(INSTRUCTIONS TO FOLLOW): What is needed is an exact copy of the lines from the one containing "[ ] locate the horse's ear" through the last line of the entries below, both included.

*** Opening SOURCE DATA ***

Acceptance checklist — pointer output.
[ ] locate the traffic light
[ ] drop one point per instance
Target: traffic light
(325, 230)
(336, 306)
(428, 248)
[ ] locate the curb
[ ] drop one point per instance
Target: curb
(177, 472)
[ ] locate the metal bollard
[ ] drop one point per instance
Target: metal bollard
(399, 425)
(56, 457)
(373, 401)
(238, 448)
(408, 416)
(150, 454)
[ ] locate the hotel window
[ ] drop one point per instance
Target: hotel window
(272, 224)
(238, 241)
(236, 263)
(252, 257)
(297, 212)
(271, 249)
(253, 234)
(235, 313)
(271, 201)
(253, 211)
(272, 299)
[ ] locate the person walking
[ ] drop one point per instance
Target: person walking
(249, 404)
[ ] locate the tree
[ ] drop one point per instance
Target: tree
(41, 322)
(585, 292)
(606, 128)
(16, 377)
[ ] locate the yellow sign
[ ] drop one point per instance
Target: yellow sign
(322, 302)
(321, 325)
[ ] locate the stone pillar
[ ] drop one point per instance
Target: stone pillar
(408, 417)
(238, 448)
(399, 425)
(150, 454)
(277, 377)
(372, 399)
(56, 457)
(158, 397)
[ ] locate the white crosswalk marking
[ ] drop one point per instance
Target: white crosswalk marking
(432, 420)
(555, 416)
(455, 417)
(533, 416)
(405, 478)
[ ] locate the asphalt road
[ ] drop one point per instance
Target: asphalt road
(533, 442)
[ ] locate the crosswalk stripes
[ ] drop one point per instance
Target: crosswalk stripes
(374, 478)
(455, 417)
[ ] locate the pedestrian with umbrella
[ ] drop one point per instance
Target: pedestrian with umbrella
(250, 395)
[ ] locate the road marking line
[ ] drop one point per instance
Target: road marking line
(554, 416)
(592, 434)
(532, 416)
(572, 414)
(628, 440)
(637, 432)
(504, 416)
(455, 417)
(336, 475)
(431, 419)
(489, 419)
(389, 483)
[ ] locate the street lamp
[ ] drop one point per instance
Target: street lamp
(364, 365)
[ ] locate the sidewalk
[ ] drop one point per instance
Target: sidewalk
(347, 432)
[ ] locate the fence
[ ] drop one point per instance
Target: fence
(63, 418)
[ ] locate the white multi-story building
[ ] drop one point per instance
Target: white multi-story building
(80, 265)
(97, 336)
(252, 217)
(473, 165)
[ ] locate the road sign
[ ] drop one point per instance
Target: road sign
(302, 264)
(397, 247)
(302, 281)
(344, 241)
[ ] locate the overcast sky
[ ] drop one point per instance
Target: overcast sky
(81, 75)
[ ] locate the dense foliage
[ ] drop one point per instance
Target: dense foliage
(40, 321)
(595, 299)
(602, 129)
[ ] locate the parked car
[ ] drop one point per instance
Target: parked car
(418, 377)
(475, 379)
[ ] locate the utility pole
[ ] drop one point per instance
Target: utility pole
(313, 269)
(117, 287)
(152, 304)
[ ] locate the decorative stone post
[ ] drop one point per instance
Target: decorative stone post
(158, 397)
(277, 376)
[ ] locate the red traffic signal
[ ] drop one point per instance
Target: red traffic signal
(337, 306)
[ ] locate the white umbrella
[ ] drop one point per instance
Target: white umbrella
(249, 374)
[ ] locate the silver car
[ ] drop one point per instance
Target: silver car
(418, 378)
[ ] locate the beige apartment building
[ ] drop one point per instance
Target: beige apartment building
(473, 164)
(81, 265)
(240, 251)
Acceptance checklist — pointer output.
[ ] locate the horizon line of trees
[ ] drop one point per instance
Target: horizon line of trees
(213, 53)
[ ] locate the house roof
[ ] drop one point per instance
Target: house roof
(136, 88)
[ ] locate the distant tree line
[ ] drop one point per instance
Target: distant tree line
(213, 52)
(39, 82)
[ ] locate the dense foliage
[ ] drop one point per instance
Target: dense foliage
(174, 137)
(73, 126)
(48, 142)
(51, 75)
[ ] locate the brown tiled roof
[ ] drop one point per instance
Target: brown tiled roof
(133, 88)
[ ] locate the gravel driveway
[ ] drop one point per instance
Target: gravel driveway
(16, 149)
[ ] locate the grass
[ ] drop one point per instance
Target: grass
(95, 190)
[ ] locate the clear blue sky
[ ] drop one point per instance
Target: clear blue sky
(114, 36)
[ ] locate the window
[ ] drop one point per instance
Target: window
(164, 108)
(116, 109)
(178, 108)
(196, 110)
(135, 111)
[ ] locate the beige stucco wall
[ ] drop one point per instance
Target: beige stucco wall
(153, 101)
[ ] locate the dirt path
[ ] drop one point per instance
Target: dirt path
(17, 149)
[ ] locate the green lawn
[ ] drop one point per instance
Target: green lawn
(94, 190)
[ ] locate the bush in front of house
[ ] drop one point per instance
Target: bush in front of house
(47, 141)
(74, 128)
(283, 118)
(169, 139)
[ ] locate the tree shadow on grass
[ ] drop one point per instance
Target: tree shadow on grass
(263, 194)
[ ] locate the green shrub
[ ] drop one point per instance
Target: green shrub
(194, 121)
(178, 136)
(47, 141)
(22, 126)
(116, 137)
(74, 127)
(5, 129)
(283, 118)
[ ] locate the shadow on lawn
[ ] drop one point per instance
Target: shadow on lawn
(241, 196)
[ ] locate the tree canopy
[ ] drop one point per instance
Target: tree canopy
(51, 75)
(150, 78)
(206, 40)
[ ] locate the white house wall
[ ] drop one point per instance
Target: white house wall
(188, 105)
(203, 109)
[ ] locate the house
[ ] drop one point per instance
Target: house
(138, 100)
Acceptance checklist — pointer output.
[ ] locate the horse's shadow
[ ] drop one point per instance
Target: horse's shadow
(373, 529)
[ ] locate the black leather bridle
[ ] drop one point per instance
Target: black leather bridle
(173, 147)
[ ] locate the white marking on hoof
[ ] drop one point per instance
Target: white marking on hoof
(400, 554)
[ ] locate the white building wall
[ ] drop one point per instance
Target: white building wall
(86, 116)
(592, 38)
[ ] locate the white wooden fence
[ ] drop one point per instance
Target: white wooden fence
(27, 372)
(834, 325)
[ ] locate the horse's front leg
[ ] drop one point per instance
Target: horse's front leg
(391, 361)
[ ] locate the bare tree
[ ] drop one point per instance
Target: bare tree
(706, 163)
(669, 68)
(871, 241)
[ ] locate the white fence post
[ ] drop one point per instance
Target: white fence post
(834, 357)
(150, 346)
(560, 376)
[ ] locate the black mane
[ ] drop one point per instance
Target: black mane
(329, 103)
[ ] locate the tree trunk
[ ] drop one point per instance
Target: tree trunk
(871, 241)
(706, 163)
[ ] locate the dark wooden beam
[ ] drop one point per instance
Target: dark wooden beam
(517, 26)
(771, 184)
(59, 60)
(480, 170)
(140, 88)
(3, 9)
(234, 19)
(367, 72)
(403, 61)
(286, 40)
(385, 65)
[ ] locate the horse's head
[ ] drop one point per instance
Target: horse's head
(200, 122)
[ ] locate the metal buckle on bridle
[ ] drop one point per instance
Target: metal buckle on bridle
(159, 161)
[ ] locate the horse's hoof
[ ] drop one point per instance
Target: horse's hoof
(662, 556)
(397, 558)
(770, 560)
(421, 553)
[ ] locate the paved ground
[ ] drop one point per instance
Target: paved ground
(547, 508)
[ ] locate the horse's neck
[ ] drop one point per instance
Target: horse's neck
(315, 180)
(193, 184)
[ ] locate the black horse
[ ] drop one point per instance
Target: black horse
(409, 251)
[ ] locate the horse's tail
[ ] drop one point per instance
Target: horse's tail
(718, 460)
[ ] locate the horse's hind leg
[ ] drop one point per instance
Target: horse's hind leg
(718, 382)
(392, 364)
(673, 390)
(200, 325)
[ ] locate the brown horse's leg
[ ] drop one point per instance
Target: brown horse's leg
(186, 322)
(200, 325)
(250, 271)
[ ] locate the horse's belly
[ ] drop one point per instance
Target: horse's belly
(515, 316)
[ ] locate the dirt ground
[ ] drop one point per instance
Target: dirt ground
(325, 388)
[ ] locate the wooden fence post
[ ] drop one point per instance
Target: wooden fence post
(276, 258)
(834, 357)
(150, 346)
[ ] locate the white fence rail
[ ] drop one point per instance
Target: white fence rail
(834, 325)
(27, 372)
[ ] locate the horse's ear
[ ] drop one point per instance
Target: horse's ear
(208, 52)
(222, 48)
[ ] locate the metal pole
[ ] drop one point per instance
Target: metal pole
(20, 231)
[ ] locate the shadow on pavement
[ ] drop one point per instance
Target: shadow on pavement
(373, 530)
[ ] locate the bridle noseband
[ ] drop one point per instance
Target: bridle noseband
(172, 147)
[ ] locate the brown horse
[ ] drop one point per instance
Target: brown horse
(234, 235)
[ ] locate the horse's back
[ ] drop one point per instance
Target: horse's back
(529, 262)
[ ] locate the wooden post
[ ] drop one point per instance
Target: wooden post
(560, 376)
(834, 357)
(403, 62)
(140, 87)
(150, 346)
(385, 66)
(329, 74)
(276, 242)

*** Closing SOURCE DATA ***

(SOLVED PROBLEM):
[ ] locate the horse's ear
[ ] drop one point per instance
Target: horse's ear
(208, 52)
(222, 48)
[ ] locate the metal pole
[ ] drop one point per instance
Target: metal pole
(20, 231)
[ ] locate the shadow on pavement
[ ] drop one point per instance
Target: shadow on pavement
(373, 530)
[ ] locate the bridle noseband
[ ] drop one point per instance
Target: bridle noseband
(172, 147)
[ ] locate the brown horse
[ ] drop one point per instance
Target: brown horse
(234, 235)
[ ] locate the horse's back
[ ] drop one point per instance
Target: horse's back
(529, 262)
[ ] locate the wooden post
[ ] drop one point per instance
Target: wooden post
(560, 376)
(834, 357)
(403, 62)
(140, 87)
(150, 346)
(385, 66)
(329, 74)
(276, 242)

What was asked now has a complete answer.